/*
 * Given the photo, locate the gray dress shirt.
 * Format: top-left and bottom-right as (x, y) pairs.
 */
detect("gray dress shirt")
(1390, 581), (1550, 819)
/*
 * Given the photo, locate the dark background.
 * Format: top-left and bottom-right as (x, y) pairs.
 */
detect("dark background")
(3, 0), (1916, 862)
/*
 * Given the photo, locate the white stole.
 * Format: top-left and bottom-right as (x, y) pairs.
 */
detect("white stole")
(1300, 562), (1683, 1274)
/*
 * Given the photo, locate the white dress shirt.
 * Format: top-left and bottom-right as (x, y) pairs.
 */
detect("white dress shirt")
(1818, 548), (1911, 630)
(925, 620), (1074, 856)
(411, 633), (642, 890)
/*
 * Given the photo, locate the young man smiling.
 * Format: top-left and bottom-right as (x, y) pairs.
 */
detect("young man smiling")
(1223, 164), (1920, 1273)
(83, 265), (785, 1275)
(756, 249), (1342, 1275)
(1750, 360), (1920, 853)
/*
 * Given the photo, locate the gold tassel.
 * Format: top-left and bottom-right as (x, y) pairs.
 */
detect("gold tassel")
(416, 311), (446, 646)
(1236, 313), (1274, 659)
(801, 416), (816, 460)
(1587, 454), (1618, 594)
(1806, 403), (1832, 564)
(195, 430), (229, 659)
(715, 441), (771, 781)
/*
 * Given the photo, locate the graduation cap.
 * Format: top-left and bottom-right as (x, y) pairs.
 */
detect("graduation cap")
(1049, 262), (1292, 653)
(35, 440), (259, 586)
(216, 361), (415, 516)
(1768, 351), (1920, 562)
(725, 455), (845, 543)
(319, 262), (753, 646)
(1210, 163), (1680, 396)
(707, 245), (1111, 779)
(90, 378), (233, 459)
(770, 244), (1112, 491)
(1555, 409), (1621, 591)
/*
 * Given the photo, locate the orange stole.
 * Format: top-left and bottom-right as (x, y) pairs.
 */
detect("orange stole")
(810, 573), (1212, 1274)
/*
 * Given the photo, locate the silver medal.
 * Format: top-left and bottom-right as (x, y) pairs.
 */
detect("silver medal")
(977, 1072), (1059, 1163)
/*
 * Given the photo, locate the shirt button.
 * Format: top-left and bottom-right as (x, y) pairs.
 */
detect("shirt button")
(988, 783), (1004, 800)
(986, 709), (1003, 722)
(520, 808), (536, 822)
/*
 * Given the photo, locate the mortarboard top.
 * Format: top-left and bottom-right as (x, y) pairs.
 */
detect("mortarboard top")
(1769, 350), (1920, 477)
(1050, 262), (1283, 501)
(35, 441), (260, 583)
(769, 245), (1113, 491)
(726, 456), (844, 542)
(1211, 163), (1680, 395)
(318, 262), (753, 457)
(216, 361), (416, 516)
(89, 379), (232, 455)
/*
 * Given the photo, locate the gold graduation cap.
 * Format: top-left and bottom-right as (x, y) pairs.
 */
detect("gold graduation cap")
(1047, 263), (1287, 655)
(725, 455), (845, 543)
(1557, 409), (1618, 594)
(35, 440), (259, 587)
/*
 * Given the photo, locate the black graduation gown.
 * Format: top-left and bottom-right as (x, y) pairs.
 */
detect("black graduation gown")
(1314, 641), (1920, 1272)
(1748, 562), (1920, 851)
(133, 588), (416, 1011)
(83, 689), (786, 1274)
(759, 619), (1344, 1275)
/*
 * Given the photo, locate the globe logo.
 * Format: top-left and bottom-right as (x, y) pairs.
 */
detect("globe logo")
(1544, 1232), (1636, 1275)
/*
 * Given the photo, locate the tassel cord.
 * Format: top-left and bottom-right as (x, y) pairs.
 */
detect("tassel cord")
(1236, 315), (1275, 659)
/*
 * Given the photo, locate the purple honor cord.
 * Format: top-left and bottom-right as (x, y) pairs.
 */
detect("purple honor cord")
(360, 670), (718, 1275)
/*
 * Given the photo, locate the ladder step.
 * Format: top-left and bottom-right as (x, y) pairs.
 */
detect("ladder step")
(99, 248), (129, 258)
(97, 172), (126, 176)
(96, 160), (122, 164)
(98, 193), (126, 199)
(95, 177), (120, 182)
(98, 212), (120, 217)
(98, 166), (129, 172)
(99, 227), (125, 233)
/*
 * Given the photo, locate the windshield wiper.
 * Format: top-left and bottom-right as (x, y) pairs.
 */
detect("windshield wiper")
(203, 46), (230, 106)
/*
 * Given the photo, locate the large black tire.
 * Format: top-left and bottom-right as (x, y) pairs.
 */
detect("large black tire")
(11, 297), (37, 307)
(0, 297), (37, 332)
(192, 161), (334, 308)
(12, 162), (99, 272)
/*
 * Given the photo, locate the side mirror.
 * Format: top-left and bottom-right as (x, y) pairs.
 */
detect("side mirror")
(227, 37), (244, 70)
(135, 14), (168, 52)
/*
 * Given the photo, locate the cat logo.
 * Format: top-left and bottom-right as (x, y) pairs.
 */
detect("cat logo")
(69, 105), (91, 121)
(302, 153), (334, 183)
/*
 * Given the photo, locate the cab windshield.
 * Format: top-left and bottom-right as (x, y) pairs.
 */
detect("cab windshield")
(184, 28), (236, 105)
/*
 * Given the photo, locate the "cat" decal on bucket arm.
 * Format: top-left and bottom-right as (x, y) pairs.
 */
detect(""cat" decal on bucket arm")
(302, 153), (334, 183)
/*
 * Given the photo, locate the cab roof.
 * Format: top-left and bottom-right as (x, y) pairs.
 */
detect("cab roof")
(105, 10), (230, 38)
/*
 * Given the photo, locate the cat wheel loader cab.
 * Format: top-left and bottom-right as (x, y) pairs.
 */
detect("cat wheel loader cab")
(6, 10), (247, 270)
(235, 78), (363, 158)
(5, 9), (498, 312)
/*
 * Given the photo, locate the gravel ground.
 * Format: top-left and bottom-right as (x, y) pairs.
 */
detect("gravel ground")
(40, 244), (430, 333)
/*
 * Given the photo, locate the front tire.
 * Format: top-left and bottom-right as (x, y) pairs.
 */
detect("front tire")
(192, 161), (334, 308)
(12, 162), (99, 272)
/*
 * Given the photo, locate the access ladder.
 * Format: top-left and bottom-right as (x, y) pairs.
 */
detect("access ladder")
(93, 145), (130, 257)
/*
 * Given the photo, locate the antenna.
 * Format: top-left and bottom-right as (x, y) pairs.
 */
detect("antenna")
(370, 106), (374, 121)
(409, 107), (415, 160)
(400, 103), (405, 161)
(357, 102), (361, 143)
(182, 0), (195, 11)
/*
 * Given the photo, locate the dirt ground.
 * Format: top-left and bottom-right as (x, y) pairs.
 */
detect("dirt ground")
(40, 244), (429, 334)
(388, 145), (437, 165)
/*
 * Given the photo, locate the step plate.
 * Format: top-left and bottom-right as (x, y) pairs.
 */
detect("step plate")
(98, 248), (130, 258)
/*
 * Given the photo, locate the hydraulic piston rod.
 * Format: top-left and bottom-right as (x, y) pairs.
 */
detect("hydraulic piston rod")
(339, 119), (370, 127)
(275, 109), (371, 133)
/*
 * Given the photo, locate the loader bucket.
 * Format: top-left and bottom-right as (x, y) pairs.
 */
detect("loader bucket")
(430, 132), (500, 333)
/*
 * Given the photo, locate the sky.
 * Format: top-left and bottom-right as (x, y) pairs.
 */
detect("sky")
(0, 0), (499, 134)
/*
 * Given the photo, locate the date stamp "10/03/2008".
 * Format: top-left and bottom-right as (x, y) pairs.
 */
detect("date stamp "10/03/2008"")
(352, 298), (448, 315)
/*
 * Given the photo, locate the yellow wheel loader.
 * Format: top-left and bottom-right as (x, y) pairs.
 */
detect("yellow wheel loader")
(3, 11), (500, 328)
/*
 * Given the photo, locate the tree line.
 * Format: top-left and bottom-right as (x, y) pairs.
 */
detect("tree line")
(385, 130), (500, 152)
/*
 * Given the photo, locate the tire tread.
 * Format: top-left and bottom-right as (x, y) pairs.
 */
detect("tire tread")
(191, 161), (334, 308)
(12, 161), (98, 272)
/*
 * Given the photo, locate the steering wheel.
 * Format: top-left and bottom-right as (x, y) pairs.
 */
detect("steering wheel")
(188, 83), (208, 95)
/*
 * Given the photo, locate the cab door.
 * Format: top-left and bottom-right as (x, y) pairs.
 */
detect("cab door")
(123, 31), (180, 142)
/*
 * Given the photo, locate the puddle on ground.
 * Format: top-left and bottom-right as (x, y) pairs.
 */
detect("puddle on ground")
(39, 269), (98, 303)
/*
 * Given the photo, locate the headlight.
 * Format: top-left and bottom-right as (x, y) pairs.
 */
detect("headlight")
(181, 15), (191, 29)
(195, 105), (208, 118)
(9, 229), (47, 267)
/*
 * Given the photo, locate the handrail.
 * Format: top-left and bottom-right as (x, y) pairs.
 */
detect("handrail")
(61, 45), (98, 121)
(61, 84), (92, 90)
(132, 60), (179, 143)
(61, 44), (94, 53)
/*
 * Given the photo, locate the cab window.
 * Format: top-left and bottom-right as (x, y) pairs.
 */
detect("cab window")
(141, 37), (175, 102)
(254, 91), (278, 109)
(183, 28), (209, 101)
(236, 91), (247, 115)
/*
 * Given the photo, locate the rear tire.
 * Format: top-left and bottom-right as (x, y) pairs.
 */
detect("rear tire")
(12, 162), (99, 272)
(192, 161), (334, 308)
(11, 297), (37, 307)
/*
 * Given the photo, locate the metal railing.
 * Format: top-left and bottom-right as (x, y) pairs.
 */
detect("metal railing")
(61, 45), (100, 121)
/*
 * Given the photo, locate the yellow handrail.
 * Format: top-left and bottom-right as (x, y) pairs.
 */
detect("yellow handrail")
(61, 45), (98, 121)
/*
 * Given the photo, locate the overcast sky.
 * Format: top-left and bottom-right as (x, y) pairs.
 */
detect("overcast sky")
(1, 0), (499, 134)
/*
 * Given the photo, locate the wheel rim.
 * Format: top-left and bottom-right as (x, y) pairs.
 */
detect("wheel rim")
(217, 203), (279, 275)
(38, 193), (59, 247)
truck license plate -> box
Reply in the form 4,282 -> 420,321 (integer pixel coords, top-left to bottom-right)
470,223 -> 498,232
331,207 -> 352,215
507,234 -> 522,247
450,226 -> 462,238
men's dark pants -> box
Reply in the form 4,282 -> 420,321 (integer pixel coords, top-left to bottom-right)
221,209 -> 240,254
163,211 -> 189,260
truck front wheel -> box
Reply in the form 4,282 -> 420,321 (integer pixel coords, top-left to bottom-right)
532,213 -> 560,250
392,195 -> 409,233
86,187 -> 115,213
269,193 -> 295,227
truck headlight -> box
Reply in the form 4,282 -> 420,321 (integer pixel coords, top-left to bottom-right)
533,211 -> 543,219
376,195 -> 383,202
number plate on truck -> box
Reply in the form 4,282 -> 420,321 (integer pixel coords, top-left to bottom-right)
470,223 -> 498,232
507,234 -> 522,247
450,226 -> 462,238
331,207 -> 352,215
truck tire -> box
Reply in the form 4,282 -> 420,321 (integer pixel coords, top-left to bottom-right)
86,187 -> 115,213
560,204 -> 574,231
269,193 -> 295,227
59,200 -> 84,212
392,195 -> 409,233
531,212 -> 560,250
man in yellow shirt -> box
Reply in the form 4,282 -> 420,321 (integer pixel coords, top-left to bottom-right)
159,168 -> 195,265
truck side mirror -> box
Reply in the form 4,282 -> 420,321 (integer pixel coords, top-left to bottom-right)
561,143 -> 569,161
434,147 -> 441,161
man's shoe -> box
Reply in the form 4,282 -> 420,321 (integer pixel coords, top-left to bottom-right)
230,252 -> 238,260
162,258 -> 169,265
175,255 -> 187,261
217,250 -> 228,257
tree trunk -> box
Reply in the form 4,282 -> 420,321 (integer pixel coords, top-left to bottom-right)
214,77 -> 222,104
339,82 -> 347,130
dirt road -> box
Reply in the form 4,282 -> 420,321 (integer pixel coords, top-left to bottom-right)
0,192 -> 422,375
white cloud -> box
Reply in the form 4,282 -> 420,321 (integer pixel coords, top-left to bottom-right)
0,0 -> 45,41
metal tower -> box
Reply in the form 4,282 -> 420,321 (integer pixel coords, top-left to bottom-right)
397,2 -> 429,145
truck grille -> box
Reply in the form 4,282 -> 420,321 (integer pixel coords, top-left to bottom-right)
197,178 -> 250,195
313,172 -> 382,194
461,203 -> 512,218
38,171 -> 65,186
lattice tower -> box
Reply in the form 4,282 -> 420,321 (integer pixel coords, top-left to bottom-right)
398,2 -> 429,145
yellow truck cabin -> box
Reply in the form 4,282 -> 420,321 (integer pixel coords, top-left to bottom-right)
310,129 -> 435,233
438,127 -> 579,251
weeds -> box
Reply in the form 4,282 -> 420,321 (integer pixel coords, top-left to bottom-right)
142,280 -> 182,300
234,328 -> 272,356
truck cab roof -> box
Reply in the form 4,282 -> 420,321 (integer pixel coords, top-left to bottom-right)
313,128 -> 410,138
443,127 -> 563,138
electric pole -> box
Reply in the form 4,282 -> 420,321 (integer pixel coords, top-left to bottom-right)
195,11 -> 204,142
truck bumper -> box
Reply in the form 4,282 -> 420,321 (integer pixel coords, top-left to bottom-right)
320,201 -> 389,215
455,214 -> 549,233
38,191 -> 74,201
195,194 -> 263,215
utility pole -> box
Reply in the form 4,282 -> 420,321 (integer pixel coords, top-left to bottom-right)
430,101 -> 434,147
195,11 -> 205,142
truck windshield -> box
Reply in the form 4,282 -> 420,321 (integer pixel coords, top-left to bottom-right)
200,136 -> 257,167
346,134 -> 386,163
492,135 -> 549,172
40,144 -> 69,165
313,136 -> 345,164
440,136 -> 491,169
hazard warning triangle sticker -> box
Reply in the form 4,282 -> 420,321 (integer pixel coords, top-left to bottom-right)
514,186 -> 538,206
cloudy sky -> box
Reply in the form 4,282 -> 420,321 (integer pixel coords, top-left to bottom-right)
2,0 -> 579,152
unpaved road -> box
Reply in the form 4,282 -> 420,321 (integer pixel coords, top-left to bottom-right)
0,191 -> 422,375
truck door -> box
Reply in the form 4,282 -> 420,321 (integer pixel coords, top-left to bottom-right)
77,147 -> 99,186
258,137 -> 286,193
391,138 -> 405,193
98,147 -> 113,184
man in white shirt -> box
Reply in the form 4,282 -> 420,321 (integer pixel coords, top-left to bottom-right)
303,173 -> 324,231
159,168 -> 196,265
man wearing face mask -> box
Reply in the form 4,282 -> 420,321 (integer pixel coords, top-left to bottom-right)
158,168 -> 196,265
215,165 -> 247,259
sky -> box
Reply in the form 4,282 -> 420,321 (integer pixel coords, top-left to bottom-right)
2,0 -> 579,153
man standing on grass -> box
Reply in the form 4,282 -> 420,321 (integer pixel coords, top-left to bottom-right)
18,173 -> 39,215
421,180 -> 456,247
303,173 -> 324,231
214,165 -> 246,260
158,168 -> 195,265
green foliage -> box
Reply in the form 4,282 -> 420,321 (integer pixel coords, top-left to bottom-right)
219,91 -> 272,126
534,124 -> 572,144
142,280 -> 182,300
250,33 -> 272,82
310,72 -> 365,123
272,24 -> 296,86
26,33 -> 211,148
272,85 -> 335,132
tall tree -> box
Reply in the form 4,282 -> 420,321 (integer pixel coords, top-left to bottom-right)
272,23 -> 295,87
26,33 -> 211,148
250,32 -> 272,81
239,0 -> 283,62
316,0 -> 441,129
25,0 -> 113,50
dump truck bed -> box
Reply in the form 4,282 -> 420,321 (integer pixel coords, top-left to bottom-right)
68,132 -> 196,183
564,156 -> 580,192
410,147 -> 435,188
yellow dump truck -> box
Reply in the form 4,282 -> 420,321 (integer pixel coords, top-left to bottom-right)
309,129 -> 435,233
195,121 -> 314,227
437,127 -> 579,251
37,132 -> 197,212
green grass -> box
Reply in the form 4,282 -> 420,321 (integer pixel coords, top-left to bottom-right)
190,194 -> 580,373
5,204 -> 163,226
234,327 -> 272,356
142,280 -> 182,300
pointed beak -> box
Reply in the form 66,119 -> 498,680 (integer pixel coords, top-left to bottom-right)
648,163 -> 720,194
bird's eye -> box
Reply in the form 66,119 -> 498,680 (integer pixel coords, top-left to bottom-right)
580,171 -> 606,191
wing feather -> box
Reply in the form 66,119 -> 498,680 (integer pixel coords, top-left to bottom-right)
■ ■ ■ ■
● Task brief: If a line comes after the one with "the dark background.", leave it out; reproduce exactly every line of the material from the first up to and including that one.

● Reply to the task:
/*
 * Given the photo, locate the gray dress shirt.
 * Format: top-left and bottom-right as (x, y) pairs.
 */
detect("gray dress shirt")
(1390, 581), (1550, 819)
/*
 * Given the photo, locate the dark background.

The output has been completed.